● **Exercise instructions**:
[a] In the comment thread on Pope Francis below, rewrite the paragraph that begins "You touch on a very important point here" more briefly, keeping its main facts.
[b] Retype the passage of the comment thread on Pope Francis below between "I spent nearly" and "reading Evangelii Gaudium.", inclusive.
[c] Answer these questions using the comment thread on Pope Francis below:
(i) According to Jacobi, what extraction are the majority of Argentines?
(ii) How long did ebougis spend at the blog working through the disorientation felt at the pope's early remarks?
(iii) Which document does ebougis say they have zero interest in reading?
───── Selected passage ─────
Finally I just don't think we should be hanging on every word the Holy Father utters. Before modern communication no one knew what Pope's said in daily sermons but people got on with being good Catholics (and bad ones!) all the same.

Jacobi said...

@ Deacon Augustus.

You touch on a very important point here. The language in Argentina is Spanish-derived but the majority of Argentines are of Italian extract. This often produces confusion in communication, certainly in business transactions.
I have some experience here. I do not speak either language, and so was frequently involved in 2-way and who knows perhaps 3-way discussions.

Certainly there was a habit of, not so much careless, but rather “easy” talking – and you had to be careful.

Add to that the fact that Argentines, well removed from the interreligious clashes of Northern Europe, are far from pedantic and wear their Catholicism instinctively, but rather lightly?

ebougis said...

"But he hasn't changed any official doctrine!"

I spent nearly two months at my blog working through the utter disorientation and desolation I felt at the content and impact of the pope's early, "big" off-the-cuff remarks and interviews. It was a sort of consolation to have the Scalfari interview removed and to see the pope correct himself, sort of, on some other contentious points, but by now I'm simply exhausted. This kind of thing is going to plague this papacy until it's over, and my faith, much less my sanity, cannot endure trying to unpack and clarify gaffe after gaffe. He's a coarse man, reckless in his words, and I'm perfectly happy listening to him ONLY when he speaks authoritatively on clear matters that pertain to his magisterium. The rest is just a torrent of ecclesiologically Peronist soapbox improv, and my attention is better spent elsewhere. I have zero interest in reading Evangelii Gaudium.

One other point: I'm bemused by some in this thread who seem to think this is the first time that Pope Francis has mangled the patent teaching of Scripture (albeit non-dogmatically, so it's all good, yo); I can think of at least two, or three, other cases, of his exegetical casuistry: his sermon on the multiplication of leaves and his claims about the relative value of the Marian vs. Marthan chrisms (his claim that God never gets angry is a possible third case).
───── Record excerpts ─────
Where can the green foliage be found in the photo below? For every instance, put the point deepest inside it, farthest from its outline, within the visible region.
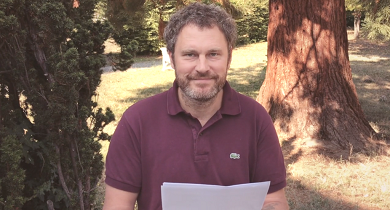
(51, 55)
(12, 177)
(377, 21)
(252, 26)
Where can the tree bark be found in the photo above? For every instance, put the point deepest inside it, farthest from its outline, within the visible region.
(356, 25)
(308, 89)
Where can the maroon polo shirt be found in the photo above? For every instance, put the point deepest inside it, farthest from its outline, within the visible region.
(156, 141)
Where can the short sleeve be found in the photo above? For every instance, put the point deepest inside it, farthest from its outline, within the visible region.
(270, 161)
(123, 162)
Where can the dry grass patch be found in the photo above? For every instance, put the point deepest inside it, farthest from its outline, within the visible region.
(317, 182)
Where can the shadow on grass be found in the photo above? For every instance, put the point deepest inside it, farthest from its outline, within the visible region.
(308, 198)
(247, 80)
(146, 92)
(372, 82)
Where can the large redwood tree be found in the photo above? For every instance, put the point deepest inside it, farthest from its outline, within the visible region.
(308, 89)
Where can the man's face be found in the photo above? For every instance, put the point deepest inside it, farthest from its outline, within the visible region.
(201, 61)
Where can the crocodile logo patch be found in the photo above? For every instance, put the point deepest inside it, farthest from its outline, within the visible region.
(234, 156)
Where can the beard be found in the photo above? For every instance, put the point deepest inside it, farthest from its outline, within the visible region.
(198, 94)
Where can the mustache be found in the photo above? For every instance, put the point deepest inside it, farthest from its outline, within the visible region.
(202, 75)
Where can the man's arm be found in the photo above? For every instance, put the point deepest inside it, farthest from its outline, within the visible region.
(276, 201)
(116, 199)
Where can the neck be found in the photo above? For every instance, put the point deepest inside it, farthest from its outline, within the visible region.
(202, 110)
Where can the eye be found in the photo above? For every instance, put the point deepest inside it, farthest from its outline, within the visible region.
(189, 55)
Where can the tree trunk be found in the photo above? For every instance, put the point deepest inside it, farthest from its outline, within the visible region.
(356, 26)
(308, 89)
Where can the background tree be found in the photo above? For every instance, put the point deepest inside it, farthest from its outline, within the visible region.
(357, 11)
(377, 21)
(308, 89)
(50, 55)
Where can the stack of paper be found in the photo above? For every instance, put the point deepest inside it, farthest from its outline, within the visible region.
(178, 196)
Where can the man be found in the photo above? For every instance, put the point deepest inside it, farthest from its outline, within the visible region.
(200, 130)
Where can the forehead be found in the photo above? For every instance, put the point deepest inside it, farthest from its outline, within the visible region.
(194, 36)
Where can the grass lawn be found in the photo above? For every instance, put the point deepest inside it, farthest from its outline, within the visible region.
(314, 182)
─────
───── Record excerpts ─────
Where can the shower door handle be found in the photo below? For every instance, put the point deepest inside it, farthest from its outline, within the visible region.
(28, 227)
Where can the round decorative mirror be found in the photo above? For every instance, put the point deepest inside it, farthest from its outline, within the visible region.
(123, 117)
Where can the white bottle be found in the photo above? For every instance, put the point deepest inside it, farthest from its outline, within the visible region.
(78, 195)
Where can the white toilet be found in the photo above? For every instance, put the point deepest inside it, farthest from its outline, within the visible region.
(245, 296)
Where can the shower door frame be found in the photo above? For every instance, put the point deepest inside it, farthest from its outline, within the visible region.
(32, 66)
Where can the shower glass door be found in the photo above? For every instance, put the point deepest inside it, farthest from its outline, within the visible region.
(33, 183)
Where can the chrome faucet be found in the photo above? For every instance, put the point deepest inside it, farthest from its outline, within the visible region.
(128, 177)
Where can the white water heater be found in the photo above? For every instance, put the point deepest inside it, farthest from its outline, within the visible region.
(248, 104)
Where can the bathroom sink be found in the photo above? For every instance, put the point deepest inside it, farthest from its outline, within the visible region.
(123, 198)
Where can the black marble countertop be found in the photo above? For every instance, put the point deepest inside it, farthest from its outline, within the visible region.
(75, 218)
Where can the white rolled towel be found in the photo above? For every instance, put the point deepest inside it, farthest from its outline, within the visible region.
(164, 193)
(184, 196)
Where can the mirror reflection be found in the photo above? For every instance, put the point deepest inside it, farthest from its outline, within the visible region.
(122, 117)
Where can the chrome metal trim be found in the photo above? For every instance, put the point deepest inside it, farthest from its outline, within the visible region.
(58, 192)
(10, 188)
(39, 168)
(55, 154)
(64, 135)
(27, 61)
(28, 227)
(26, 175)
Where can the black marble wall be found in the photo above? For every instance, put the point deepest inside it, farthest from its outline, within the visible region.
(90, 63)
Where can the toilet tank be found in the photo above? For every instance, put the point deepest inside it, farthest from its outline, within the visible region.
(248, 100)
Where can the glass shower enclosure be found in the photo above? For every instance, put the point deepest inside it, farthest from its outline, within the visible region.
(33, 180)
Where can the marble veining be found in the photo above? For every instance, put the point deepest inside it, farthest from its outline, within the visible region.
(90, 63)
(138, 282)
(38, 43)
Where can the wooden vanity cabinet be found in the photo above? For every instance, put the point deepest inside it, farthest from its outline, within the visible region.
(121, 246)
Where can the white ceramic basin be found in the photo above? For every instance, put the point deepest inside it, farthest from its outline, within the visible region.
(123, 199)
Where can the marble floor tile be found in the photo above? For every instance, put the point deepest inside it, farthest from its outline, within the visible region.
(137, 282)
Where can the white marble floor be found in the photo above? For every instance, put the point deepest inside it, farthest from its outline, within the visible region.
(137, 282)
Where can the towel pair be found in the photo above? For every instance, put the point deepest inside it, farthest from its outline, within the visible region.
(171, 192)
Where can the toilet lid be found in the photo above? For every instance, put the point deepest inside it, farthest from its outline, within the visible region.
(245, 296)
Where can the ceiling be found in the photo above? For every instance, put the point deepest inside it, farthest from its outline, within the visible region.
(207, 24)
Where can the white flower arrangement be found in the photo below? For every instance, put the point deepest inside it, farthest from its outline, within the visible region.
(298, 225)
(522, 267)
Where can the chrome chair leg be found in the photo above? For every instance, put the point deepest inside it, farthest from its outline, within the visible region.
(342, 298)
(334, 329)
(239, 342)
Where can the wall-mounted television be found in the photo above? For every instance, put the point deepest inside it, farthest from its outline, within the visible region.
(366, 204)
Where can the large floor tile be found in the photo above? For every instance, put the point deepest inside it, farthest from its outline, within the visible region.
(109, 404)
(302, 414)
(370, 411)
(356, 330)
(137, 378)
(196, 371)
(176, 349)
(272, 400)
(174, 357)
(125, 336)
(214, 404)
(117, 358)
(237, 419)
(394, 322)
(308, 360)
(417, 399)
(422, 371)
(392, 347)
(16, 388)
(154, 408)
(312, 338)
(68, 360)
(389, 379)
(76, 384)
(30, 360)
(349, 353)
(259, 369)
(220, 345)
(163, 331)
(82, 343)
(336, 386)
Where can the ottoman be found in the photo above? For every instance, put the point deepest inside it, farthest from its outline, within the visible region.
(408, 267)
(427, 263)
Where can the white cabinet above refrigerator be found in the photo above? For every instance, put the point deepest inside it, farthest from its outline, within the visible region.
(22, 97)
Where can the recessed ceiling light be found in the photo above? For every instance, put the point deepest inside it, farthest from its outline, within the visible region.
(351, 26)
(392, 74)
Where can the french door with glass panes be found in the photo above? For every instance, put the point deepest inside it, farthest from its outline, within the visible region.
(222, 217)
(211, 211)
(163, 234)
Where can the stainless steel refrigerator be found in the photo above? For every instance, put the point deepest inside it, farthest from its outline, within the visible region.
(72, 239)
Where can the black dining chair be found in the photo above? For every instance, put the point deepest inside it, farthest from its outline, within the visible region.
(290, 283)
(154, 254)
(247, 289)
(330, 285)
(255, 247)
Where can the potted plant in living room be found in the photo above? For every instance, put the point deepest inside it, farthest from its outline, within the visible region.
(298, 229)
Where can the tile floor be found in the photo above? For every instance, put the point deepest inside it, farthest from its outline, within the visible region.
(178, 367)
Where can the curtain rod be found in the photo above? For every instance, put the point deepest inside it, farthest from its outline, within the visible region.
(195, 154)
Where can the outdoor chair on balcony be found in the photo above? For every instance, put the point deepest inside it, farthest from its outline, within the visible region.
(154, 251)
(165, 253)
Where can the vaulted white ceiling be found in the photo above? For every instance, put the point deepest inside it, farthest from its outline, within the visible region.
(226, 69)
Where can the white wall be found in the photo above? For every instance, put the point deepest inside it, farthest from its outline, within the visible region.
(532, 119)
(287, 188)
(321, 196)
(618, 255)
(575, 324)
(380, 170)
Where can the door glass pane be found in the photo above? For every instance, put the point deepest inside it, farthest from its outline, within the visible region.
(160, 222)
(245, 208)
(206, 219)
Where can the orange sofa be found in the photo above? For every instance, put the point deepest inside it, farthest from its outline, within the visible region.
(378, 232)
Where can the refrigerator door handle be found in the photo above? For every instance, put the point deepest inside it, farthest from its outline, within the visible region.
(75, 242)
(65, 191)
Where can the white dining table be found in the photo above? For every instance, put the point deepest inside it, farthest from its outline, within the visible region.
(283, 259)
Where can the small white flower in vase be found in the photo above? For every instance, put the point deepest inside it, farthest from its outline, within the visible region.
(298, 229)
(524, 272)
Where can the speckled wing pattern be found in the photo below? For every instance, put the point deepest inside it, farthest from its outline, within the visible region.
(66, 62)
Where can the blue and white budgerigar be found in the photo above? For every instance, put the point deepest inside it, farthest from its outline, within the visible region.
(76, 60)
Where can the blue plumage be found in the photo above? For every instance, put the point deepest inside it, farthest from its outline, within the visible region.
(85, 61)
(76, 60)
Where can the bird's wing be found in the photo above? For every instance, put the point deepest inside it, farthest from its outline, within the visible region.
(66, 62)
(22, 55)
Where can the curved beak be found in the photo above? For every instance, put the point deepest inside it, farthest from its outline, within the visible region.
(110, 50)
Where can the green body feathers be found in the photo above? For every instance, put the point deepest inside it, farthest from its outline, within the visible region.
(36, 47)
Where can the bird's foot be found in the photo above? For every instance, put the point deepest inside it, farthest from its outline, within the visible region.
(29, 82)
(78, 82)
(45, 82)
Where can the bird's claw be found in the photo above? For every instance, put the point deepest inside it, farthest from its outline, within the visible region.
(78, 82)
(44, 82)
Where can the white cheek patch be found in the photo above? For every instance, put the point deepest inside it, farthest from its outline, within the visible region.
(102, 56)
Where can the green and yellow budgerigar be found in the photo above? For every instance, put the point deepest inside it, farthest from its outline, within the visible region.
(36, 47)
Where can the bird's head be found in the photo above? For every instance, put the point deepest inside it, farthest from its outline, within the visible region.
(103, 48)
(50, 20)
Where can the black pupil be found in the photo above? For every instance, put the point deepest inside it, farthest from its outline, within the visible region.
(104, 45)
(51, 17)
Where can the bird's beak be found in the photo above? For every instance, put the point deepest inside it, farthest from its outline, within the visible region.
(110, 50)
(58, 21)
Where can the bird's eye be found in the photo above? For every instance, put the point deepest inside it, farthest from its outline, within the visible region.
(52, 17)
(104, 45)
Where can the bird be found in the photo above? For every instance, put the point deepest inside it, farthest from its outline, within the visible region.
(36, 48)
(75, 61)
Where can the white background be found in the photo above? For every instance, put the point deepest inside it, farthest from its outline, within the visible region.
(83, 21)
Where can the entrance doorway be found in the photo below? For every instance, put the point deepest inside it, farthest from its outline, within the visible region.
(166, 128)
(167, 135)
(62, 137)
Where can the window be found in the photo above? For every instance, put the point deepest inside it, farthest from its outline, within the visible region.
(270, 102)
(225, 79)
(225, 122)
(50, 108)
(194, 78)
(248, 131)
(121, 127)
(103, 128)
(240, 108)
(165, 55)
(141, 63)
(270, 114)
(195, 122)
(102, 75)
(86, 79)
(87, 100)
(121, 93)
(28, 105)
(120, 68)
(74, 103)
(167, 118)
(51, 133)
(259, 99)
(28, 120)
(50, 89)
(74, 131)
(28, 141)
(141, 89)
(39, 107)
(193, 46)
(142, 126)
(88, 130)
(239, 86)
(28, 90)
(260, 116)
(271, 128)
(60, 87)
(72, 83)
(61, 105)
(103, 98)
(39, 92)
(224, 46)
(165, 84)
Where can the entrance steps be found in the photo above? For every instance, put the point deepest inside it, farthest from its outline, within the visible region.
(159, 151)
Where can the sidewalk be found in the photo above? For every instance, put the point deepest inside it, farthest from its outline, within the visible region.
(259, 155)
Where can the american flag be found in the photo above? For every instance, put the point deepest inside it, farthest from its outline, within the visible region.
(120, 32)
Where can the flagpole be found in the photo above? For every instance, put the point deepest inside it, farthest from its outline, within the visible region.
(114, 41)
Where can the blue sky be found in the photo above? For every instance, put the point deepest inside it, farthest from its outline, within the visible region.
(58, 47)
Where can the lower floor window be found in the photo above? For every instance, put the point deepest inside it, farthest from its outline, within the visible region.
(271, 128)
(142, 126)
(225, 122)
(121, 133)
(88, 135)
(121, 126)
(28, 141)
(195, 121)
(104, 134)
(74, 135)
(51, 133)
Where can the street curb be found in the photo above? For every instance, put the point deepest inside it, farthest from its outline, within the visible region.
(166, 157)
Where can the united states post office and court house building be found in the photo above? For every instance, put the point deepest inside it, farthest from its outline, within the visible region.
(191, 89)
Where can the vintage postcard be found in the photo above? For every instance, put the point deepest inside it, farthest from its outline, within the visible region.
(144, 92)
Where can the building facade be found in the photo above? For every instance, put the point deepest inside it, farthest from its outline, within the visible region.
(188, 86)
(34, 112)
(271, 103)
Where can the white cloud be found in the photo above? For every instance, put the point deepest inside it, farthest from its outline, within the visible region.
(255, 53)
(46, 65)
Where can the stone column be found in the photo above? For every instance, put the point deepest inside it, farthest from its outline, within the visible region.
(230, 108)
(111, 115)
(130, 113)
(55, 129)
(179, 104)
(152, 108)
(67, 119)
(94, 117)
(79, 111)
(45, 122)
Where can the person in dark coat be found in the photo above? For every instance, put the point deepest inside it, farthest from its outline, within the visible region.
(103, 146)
─────
● **Full answers**:
[a] The point is an important one. Argentina's language derives from Spanish, but most Argentines are of Italian descent, and this often causes confusion in communication, especially in business dealings.

[b]
I spent nearly two months at my blog working through the utter disorientation and desolation I felt at the content and impact of the pope's early, "big" off-the-cuff remarks and interviews. It was a sort of consolation to have the Scalfari interview removed and to see the pope correct himself, sort of, on some other contentious points, but by now I'm simply exhausted. This kind of thing is going to plague this papacy until it's over, and my faith, much less my sanity, cannot endure trying to unpack and clarify gaffe after gaffe. He's a coarse man, reckless in his words, and I'm perfectly happy listening to him ONLY when he speaks authoritatively on clear matters that pertain to his magisterium. The rest is just a torrent of ecclesiologically Peronist soapbox improv, and my attention is better spent elsewhere. I have zero interest in reading Evangelii Gaudium.

[c]
(i) Italian.
(ii) Nearly two months.
(iii) Evangelii Gaudium.